WHAT IS NEEDED
Copy the stretch of records from the line containing "Locate the woman's hand;" through the end of the records, switching "sand dune" to "sand hill" and leaving everything else unchanged.

Pointing records
....
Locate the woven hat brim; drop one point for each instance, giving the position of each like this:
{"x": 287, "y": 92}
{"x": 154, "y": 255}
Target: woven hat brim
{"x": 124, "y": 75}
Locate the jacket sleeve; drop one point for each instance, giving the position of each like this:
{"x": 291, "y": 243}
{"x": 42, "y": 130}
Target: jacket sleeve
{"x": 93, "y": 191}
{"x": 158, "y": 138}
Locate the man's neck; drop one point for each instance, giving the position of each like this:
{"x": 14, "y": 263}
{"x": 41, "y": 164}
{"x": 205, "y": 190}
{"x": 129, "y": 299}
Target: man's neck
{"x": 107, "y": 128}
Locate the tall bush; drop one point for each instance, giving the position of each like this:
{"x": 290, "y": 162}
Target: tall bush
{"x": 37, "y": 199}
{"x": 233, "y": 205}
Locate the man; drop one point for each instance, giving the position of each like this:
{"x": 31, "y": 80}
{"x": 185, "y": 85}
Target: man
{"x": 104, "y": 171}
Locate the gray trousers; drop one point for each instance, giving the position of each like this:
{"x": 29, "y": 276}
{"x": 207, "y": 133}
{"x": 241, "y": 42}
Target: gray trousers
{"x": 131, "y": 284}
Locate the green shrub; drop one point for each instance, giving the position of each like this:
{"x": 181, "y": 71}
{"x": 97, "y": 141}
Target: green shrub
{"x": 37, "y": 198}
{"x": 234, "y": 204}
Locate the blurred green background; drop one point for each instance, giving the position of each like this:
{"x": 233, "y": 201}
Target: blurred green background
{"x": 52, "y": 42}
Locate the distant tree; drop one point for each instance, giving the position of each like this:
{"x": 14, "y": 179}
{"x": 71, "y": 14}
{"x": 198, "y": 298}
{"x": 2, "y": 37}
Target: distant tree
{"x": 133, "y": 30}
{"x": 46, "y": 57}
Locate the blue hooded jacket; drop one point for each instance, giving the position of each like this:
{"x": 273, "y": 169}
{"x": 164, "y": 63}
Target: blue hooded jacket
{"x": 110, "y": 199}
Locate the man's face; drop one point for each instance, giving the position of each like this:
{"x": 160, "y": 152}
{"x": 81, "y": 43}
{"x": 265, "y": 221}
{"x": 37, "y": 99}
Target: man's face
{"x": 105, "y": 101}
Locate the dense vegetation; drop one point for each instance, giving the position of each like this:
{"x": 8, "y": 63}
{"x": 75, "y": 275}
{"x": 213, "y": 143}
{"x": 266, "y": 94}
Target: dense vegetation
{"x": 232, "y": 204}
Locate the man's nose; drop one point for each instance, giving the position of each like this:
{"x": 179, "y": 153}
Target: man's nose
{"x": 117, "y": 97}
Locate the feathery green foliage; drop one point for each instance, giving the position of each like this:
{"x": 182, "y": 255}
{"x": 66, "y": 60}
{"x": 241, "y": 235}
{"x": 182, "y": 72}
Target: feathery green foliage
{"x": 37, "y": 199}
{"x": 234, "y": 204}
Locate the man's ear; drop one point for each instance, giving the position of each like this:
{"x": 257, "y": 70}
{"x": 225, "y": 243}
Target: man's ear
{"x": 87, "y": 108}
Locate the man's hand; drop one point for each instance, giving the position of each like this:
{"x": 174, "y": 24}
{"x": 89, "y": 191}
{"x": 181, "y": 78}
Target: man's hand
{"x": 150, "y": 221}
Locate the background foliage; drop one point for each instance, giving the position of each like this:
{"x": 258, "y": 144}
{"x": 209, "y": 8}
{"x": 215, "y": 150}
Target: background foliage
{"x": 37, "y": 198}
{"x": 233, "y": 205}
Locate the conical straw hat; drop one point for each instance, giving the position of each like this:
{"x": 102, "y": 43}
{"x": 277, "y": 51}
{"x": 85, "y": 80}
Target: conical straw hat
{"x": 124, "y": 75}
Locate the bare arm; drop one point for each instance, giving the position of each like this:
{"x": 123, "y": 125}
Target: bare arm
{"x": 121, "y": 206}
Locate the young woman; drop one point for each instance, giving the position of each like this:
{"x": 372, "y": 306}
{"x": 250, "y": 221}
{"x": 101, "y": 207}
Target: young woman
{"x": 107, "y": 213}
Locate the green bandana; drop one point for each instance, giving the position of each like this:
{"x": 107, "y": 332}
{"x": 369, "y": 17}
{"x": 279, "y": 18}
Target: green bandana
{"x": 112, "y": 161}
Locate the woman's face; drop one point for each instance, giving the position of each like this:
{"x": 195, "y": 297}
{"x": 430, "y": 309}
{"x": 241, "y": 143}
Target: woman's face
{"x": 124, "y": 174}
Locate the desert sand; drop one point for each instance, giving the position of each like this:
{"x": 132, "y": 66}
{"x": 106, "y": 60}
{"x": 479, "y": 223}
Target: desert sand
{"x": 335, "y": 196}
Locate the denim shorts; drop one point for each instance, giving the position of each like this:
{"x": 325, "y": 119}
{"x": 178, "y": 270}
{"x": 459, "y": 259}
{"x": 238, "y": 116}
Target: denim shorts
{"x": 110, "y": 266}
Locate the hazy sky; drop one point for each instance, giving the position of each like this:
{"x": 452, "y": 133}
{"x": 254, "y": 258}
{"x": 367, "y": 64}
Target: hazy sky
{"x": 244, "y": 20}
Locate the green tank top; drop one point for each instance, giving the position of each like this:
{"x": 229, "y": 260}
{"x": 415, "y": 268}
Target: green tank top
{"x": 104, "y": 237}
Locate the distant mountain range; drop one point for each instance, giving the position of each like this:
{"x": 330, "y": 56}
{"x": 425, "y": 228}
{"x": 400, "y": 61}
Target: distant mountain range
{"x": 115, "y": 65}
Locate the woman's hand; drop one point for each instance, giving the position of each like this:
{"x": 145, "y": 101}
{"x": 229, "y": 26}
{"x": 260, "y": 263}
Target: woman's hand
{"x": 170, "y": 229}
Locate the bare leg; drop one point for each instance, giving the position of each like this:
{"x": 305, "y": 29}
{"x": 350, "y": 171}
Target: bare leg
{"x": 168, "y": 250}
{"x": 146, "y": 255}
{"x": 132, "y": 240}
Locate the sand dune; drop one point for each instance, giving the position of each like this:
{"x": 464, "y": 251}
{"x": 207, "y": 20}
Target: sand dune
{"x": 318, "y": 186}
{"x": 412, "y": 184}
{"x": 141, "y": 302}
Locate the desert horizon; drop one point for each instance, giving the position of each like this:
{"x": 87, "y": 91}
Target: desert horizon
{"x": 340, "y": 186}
....
EXERCISE OUTPUT
Locate the woman's hand; drop one point for each instance, giving the position of each like this:
{"x": 145, "y": 101}
{"x": 229, "y": 26}
{"x": 260, "y": 263}
Target: woman's hand
{"x": 170, "y": 229}
Locate the bare leg; drop one point for each instance, giving the position of each like this:
{"x": 305, "y": 29}
{"x": 350, "y": 171}
Target: bare leg
{"x": 168, "y": 250}
{"x": 146, "y": 255}
{"x": 132, "y": 240}
Locate the sand hill; drop one point for each instance, giving the position of each like this:
{"x": 464, "y": 251}
{"x": 207, "y": 20}
Target: sand hill
{"x": 318, "y": 186}
{"x": 412, "y": 184}
{"x": 141, "y": 302}
Locate the desert horizon; drop one point for each instance, giving the position of each like this:
{"x": 87, "y": 91}
Target: desert horizon
{"x": 340, "y": 186}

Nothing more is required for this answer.